▶ [Task]
Go through the material below and count the lines in which the word "instance" occurs; the only output is the number.

▶ [Recorded information]
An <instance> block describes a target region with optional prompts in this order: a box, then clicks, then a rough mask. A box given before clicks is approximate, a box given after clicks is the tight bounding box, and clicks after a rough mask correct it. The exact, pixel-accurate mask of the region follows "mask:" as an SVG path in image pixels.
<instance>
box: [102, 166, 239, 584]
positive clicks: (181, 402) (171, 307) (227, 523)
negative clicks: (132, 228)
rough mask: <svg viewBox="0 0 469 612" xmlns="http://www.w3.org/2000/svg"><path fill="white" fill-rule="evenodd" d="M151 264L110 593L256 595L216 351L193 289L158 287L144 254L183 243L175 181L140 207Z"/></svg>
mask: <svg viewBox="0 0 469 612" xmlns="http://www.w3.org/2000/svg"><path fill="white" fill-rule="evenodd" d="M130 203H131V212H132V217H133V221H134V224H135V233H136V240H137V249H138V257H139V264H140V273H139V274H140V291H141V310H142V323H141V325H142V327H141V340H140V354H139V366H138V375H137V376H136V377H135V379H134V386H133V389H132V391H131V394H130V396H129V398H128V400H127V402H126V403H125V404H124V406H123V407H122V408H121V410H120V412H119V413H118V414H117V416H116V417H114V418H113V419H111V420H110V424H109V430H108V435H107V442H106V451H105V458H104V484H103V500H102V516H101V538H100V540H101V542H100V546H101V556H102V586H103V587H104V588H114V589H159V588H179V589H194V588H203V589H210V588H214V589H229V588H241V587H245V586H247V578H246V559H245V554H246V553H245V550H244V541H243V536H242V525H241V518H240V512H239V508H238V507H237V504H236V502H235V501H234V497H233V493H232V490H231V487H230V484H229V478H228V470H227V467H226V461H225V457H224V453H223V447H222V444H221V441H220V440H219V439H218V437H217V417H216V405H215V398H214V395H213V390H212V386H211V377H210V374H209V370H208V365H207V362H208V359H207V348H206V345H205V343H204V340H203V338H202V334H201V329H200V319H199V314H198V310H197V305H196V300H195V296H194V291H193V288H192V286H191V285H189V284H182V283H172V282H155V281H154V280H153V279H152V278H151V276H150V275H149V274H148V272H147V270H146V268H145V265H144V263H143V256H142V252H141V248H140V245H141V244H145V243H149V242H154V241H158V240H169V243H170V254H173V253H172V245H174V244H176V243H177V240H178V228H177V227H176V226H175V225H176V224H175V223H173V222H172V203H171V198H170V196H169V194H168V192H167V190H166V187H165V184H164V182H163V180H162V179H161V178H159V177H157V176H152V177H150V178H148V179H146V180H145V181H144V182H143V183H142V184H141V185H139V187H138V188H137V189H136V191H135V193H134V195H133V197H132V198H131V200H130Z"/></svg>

▶ [Response to the task]
2